(Stored records)
=== Section Start ===
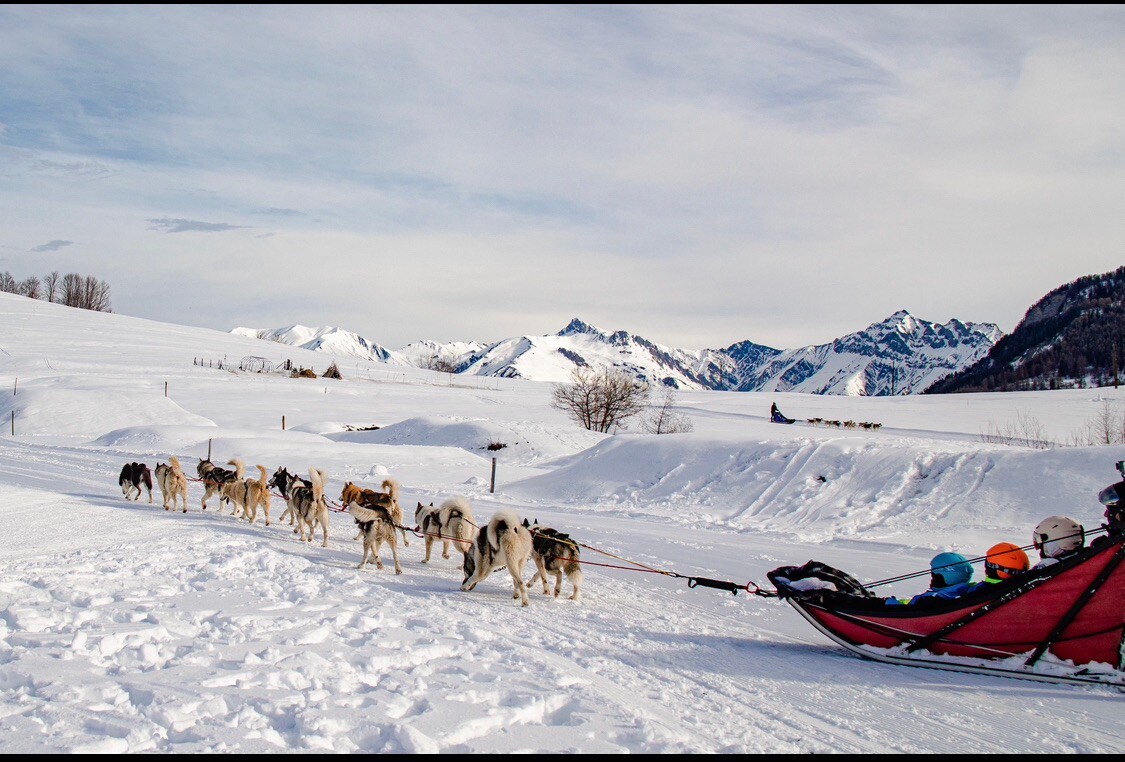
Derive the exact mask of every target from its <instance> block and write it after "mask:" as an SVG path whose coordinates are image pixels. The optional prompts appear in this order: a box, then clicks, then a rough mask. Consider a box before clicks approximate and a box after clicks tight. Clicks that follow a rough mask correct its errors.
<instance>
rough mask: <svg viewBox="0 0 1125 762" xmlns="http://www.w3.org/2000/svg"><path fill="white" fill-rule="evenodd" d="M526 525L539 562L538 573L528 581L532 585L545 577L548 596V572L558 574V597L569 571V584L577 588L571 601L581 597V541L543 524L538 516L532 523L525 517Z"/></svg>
mask: <svg viewBox="0 0 1125 762" xmlns="http://www.w3.org/2000/svg"><path fill="white" fill-rule="evenodd" d="M523 526H524V527H525V528H526V529H528V531H530V532H531V559H532V561H533V562H535V575H534V576H532V577H531V580H529V581H528V584H529V585H531V584H534V583H535V580H542V581H543V594H544V595H547V594H549V593H548V592H547V575H548V574H552V575H553V576H555V598H558V597H559V592H560V591H561V590H562V575H564V574H566V579H567V580H569V581H570V586H571V588H574V593H571V595H570V600H571V601H576V600H578V598H579V594H580V593H579V591H580V588H582V564H580V562H579V559H578V553H579V550H578V544H577V543H575V541H574V540H573V539H570V536H569V535H564V534H562V532H560V531H557V530H555V529H551V528H550V527H542V526H540V523H539V519H535V521H534V522H533V523H530V525H529V523H528V520H526V519H524V520H523Z"/></svg>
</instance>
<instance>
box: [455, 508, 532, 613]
mask: <svg viewBox="0 0 1125 762" xmlns="http://www.w3.org/2000/svg"><path fill="white" fill-rule="evenodd" d="M531 552H532V543H531V532H530V531H528V529H526V528H525V527H523V526H522V525H521V523H520V517H517V516H516V514H515V513H513V512H512V511H501V512H499V513H497V514H496V516H494V517H493V518H492V520H490V521H489V522H488V527H486V528H485V531H483V532H480V534H479V535H477V541H476V543H474V544H472V549H471V550H470V552H469V553H467V554H465V565H463V567H462V568H463V570H465V581H463V582H461V590H462V591H466V592H468V591H470V590H472V589H474V588H476V586H477V583H479V582H483V581H484V580H485V579H487V576H488V575H489V574H492V573H493V572H494V571H495V570H497V568H499V567H501V566H507V572H508V574H511V575H512V583H513V584H514V585H515V592H514V593H513V594H512V598H514V599H516V600H519V601H520V603H521V606H526V604H528V586H526V585H525V584H524V583H523V566H524V564H526V563H528V559H529V558H531Z"/></svg>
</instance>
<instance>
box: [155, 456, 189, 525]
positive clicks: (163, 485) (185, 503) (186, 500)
mask: <svg viewBox="0 0 1125 762" xmlns="http://www.w3.org/2000/svg"><path fill="white" fill-rule="evenodd" d="M153 473H154V474H155V475H156V484H158V485H160V493H161V494H162V495H163V497H164V510H165V511H168V510H176V499H177V497H179V499H180V502H181V503H182V505H183V512H185V513H187V512H188V477H187V476H185V475H183V469H182V468H181V467H180V460H179V459H178V458H177V457H176V456H174V455H173V456H172V457H171V458H169V463H167V464H165V463H158V464H156V468H155V470H154V472H153ZM169 501H171V505H169Z"/></svg>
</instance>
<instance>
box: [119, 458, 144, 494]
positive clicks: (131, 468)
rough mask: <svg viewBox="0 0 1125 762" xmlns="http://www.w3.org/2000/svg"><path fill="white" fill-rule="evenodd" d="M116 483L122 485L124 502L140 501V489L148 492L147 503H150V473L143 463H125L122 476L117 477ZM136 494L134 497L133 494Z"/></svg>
mask: <svg viewBox="0 0 1125 762" xmlns="http://www.w3.org/2000/svg"><path fill="white" fill-rule="evenodd" d="M117 483H118V484H119V485H122V494H123V495H125V500H141V487H144V488H145V490H147V491H149V502H150V503H151V502H152V472H151V470H149V466H146V465H144V464H143V463H127V464H125V465H124V466H123V467H122V475H120V476H118V477H117ZM134 492H136V496H133V493H134Z"/></svg>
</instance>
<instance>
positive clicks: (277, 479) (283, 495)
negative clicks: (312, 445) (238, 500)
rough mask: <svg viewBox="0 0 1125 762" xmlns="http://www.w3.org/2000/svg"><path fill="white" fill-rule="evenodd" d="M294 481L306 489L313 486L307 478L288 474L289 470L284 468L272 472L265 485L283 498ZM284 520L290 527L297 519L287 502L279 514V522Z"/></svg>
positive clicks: (287, 500)
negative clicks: (286, 522) (280, 513)
mask: <svg viewBox="0 0 1125 762" xmlns="http://www.w3.org/2000/svg"><path fill="white" fill-rule="evenodd" d="M295 481H296V482H300V483H302V484H304V485H305V486H307V487H312V486H313V483H312V482H309V481H308V479H307V478H302V477H299V476H297V475H296V474H290V473H289V469H288V468H285V467H278V469H277V470H276V472H273V476H271V477H270V481H269V482H268V483H267V486H270V487H273V488H275V490H277V491H278V492H280V493H281V496H282V497H284V496H285V495H286V493H287V492H288V491H289V485H290V484H291V483H293V482H295ZM286 519H288V520H289V526H290V527H291V526H294V525H295V523H296V522H297V517H296V516H295V514H294V512H293V509H291V508H290V506H289V501H288V500H287V501H286V509H285V511H282V512H281V518H280V519H279V521H285V520H286Z"/></svg>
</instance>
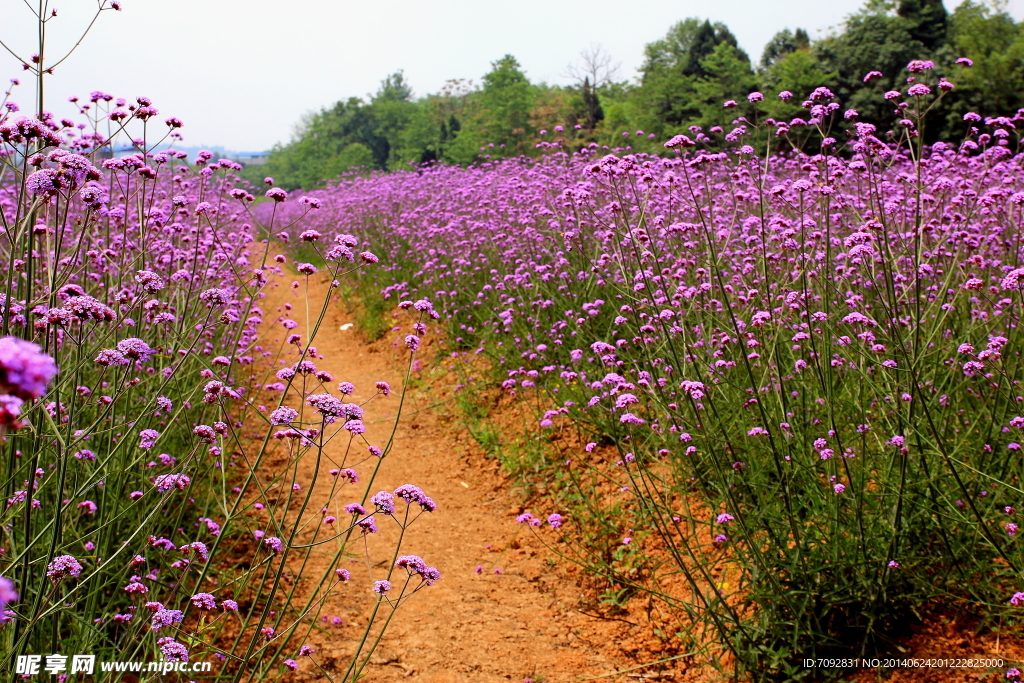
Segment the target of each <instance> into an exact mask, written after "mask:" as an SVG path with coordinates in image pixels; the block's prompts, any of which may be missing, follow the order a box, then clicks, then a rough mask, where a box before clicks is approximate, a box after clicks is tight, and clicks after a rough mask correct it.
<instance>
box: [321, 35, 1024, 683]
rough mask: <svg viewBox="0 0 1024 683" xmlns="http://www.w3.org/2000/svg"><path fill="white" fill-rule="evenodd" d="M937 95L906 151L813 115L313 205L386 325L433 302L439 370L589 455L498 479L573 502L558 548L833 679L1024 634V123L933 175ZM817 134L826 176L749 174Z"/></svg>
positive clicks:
=== Section End ===
▶ [Instructions for the task]:
Copy the lines above exactly, beginning at the line that has "positive clicks: (163, 485)" and stopping after the line that has "positive clicks: (287, 500)", and omit the rest.

▶ [Result below]:
positive clicks: (163, 485) (185, 503) (186, 500)
mask: <svg viewBox="0 0 1125 762" xmlns="http://www.w3.org/2000/svg"><path fill="white" fill-rule="evenodd" d="M153 473H154V474H155V475H156V484H158V485H160V493H161V494H162V495H163V497H164V510H165V511H168V510H176V499H177V497H179V499H180V502H181V503H182V505H183V512H185V513H187V512H188V477H187V476H185V475H183V469H182V468H181V467H180V460H179V459H178V458H177V457H176V456H174V455H173V456H172V457H171V458H169V463H167V464H165V463H158V464H156V468H155V470H154V472H153ZM169 501H171V505H169Z"/></svg>
</instance>
<instance>
box: [119, 458, 144, 494]
positive clicks: (131, 468)
rough mask: <svg viewBox="0 0 1125 762" xmlns="http://www.w3.org/2000/svg"><path fill="white" fill-rule="evenodd" d="M116 483L122 485L124 502L140 501V489L148 492L147 503H150V473L143 463H125L122 476L117 477ZM136 494L134 497L133 494Z"/></svg>
mask: <svg viewBox="0 0 1125 762" xmlns="http://www.w3.org/2000/svg"><path fill="white" fill-rule="evenodd" d="M117 483H118V484H119V485H122V494H123V495H125V500H141V487H144V488H145V490H147V491H149V502H150V503H151V502H152V472H151V470H149V466H146V465H144V464H143V463H127V464H125V465H124V466H123V467H122V475H120V476H118V477H117ZM134 492H136V496H133V493H134Z"/></svg>
</instance>
<instance>
positive clicks: (277, 479) (283, 495)
negative clicks: (312, 445) (238, 500)
rough mask: <svg viewBox="0 0 1125 762" xmlns="http://www.w3.org/2000/svg"><path fill="white" fill-rule="evenodd" d="M294 481L306 489L313 486L307 478L288 474L289 470L284 468L272 472L265 485L283 498ZM284 520L290 527L297 519L287 502L279 514V522Z"/></svg>
positive clicks: (287, 500)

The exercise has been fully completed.